SELECTED PASSAGE:
++++++++++++++++++++

This makes intuitive sense since the largest variance value indicates that the surrogate model feels least confident about its accuracy for this specific sample. Therefore, by providing the surrogate model with the true label of this particular sample, we would expect a larger amount of information gain than adding samples at other locations.

In practice, however, this naive learning function does not always perform well. Most of the time, it simply enriches the samples evenly across the whole parameter space. Consequently, if the investigated parameter space is large, we would need to enrich many samples to fill the space.

Apparently, this is not an efficient way to go. We need something better, something more tailored to our optimization goal.


3. Expected Improvement Function

Now is the time to introduce the learning function designed for global optimization purposes: expected improvement function. In Section 3 & 4, we will see how this learning function works in practice via optimizing a test function.

3.1 Case Study Settings

For this case study, our goal is to find the global minimum of an objective function f(x) using a surrogate optimization strategy. For the demonstration purpose, we assume the true underlying f(x) = (6x-2)²sin(12x-4), x∈[0, 1]. By plotting the function, we know that the function reaches the global minimum at x=0.76.

Fig. 5 The true underlying function. (Image by Author)
Fig. 5 The true underlying function. (Image by Author)

In practical settings, however, f(x) has an unknown expression and can only be evaluated via a complicated, time-consuming computer simulation. Therefore, to reflect reality, in the following optimization process, we will

  • treat f(x) as a black-box function;
  • limit the number of f(x) evaluations.

Those constraints rule out the feasibility of using a brute force approach to search for the global minimum. Instead, we will use the surrogate optimization strategy to achieve the goal.

Here, a Gaussian Process (GP) model is used as the surrogate model. You don’t have to be familiar with the GP method to understand how surrogate optimization works. Like I mentioned before, surrogate optimization can be achieved with various models. The only requirement is that they estimate prediction uncertainty. For now, all that matters is that the prediction y of the GP model at a sample location x follows a normal distribution, i.e., y ~ N(μ(x)_, σ_²(x)), where μ(x) and _σ_²(x) denote the prediction mean and variance, respectively.

3.2 Intuition

We kick-off the optimization procedure by training an initial GP model, with 6 training samples shown in the figure below. If we decide to trust this GP model, we will capture the wrong global minimum (shown in green dot). The reason is obvious – the trained GP model predicts far off in the region of 0.6~1, where the actual global minimum locates. This simple test serves as a strong motivation to model refinement.

Fig. 6 The initial GP model failed to capture the true global minimum. (Image by Author)
Fig. 6 The initial GP model failed to capture the true global minimum. (Image by Author)

Ok, we need to add more training samples. But without knowing the underlying function, how can we know which location is the best to allocate the next sample? The solution lies in the prediction uncertainty estimated by the GP model.

++++++++++++++++++++

RECORDS PROVIDED:
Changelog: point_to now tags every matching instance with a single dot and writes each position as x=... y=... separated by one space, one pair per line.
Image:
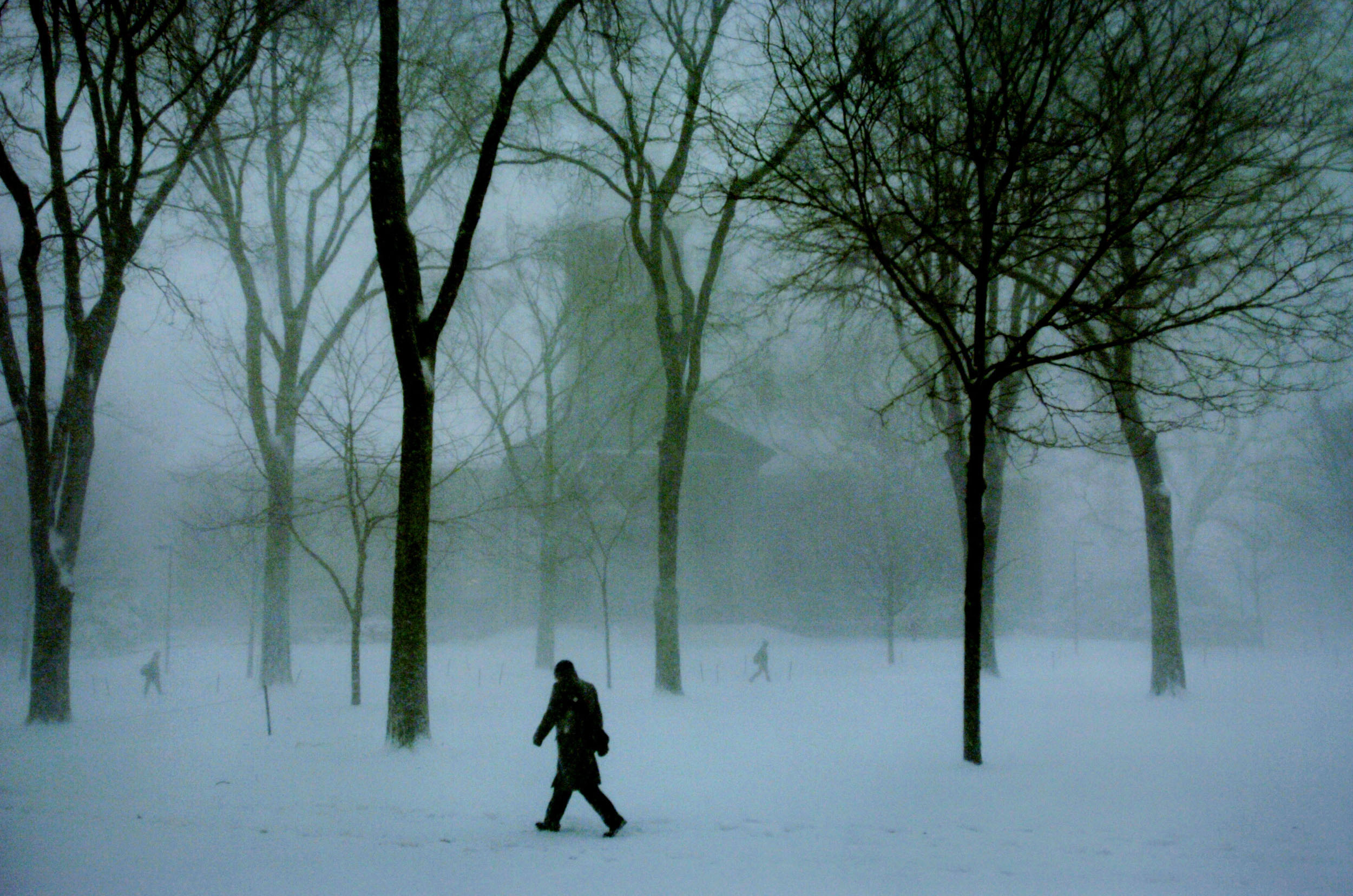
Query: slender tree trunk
x=672 y=463
x=67 y=470
x=548 y=593
x=973 y=573
x=1167 y=643
x=25 y=646
x=249 y=646
x=355 y=658
x=605 y=623
x=889 y=611
x=992 y=506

++++++++++++++++++++

OBJECTIVE 1:
What are all the numbered section headings in the passage on surrogate optimization? List them.
OBJECTIVE 2:
Answer these questions from the passage on surrogate optimization:
(a) At what value of x does the test function reach its global minimum?
(b) What model serves as the surrogate model?
(c) How many training samples are used to train the initial model?
The material has no connection to the text.

ANSWER 1:
3. Expected Improvement Function
3.1 Case Study Settings
3.2 Intuition

ANSWER 2:
(a) x = 0.76
(b) A Gaussian Process (GP) model
(c) 6